- [WHAT YOU HAVE TO DO]: Please reproduce the data exactly, though every picture must stay out.
--- START ---
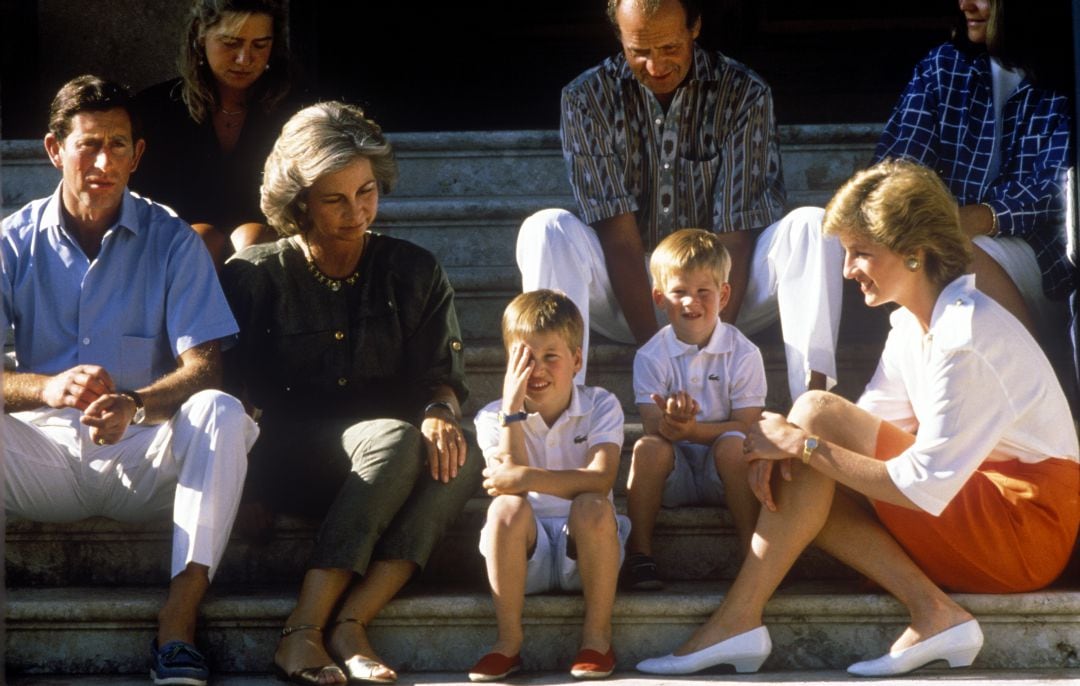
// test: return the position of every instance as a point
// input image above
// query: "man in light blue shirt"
(119, 319)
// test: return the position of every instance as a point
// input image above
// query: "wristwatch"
(139, 408)
(505, 419)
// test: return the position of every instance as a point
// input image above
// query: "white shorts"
(553, 565)
(694, 479)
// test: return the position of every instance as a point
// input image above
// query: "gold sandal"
(307, 675)
(362, 670)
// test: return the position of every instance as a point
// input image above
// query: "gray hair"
(318, 140)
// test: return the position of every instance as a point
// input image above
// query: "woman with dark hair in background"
(210, 130)
(988, 110)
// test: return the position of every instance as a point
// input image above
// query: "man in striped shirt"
(663, 136)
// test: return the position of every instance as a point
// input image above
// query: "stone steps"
(624, 676)
(813, 627)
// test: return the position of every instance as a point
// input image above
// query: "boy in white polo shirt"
(699, 384)
(552, 451)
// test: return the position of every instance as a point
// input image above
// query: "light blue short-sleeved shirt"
(149, 295)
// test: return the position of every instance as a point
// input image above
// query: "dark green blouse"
(373, 349)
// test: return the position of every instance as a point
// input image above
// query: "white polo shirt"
(975, 384)
(593, 417)
(727, 374)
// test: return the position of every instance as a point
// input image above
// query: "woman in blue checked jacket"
(987, 111)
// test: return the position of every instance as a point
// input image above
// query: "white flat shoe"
(958, 646)
(745, 653)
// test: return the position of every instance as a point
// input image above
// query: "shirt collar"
(719, 342)
(52, 217)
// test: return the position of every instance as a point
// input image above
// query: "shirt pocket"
(377, 341)
(136, 361)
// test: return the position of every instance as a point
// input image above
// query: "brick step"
(813, 627)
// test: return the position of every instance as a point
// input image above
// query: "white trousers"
(194, 463)
(795, 273)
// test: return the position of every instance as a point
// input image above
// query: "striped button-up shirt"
(945, 120)
(712, 160)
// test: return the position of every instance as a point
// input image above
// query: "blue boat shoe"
(177, 663)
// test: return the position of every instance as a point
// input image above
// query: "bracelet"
(994, 219)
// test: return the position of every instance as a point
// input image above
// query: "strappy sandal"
(307, 675)
(362, 670)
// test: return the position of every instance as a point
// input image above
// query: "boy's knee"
(653, 454)
(509, 512)
(592, 512)
(811, 407)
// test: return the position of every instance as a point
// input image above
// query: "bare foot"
(348, 642)
(302, 650)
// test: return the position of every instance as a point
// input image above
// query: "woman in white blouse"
(957, 469)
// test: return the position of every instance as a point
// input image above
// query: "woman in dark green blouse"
(351, 350)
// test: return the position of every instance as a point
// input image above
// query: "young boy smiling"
(699, 384)
(552, 452)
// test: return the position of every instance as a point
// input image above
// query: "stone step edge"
(679, 603)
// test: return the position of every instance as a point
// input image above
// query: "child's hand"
(679, 415)
(502, 478)
(520, 367)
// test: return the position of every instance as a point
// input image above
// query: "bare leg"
(732, 468)
(513, 533)
(320, 592)
(653, 460)
(348, 640)
(176, 620)
(593, 527)
(993, 280)
(809, 511)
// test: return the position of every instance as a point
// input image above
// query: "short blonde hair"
(689, 250)
(318, 140)
(905, 207)
(542, 311)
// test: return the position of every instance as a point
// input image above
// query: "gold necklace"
(333, 284)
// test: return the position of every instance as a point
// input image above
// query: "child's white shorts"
(552, 567)
(694, 479)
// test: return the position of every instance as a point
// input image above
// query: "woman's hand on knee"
(446, 448)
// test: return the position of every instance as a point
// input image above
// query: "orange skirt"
(1011, 528)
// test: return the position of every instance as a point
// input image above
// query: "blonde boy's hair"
(542, 311)
(689, 250)
(905, 207)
--- END ---
- [EXERCISE RESPONSE]:
// test: return the position of every instance as a point
// input image above
// query: "man in light blue shirt"
(119, 319)
// test: return the position of every instance as a point
// input image above
// query: "wristwatch"
(139, 408)
(505, 419)
// test: return the position of every instance as a point
// input image above
// query: "white shorts"
(553, 565)
(694, 479)
// test: return the position of every instance as a point
// input image above
// query: "gold sandal"
(307, 675)
(362, 670)
// test: return the position of every instance as a point
// input image above
// query: "gray hair"
(318, 140)
// test: return the position of every instance as a point
// input image above
// query: "woman with dark hair in background"
(210, 130)
(988, 110)
// test: return the position of every instance as a point
// input image above
// query: "man in striped shirt"
(663, 136)
// test: return the position of every instance as a point
// input image above
// query: "stone steps"
(624, 676)
(813, 627)
// test: return the position of every instance as a point
// input image above
// query: "boy in white polo shirt"
(699, 384)
(552, 451)
// test: return the position of every instance as a point
// input image above
// query: "light blue short-sleeved shirt"
(149, 295)
// test: return the position of every instance as a point
// input image above
// query: "dark green blouse"
(373, 349)
// test: return the position of every instance as a point
// input image above
// query: "white polo shirt"
(975, 384)
(593, 417)
(727, 374)
// test: return the position of every instance as a point
// input image above
// query: "woman in blue checked jacket"
(987, 111)
// test: return the position of every instance as a point
// input image above
// query: "white flat shoe"
(958, 646)
(745, 653)
// test: return the position of every instance as a point
// input image above
// query: "shirt collar"
(719, 342)
(52, 217)
// test: return the position of every instance as a point
// input image above
// query: "shirt pocket"
(377, 341)
(136, 361)
// test: return the position of every instance as a point
// input image above
// query: "brick step"
(813, 627)
// test: return the position of every instance as a point
// input image above
// query: "white trousers"
(194, 463)
(795, 273)
// test: return the position of every instance as a point
// input image above
// query: "striped button-up shirt"
(945, 120)
(712, 160)
// test: return the position of every instance as a point
// input image above
// query: "blue boat shoe"
(177, 663)
// test: return the position of every instance as a point
// input image above
// query: "bracelet"
(994, 219)
// test: return the position of every instance as a point
// input image above
// query: "strappy sandal"
(307, 675)
(362, 670)
// test: return the position of every instance as a point
// input image above
// query: "boy's knee"
(653, 454)
(509, 512)
(592, 512)
(811, 407)
// test: return the position of every instance as a point
// input image above
// query: "bare foot"
(348, 642)
(302, 650)
// test: return the position of every instance as a point
// input image above
// query: "woman in white blouse"
(957, 469)
// test: return the position of every instance as a point
// input image above
// query: "woman in dark green blouse"
(351, 350)
// test: return the position of every instance as a point
// input image above
// query: "young boy smiling"
(699, 384)
(552, 452)
// test: return the position of every instance as a point
// input image above
// query: "stone step edge"
(679, 603)
// test: return the position of every instance as a point
// input image above
// query: "child's hand"
(679, 415)
(502, 478)
(520, 367)
// test: return the position of every instance as a point
// input image above
// query: "bare leg"
(732, 468)
(513, 533)
(320, 592)
(653, 460)
(348, 640)
(176, 620)
(593, 527)
(993, 280)
(809, 511)
// test: return the position of every instance as a point
// input image above
// query: "short blonde hair"
(689, 250)
(318, 140)
(905, 207)
(542, 311)
// test: return the position of every instance as a point
// input image above
// query: "gold necklace"
(333, 284)
// test: return the position of every instance as a point
// input image above
// query: "child's white shorts"
(552, 567)
(694, 479)
// test: return the position of every instance as a point
// input image above
// query: "woman's hand on knee"
(446, 448)
// test: return the position of every instance as a point
// input image above
// query: "orange skirt"
(1011, 528)
// test: return the position of every instance as a point
// input image above
// query: "blonde boy's hair"
(542, 311)
(689, 250)
(905, 207)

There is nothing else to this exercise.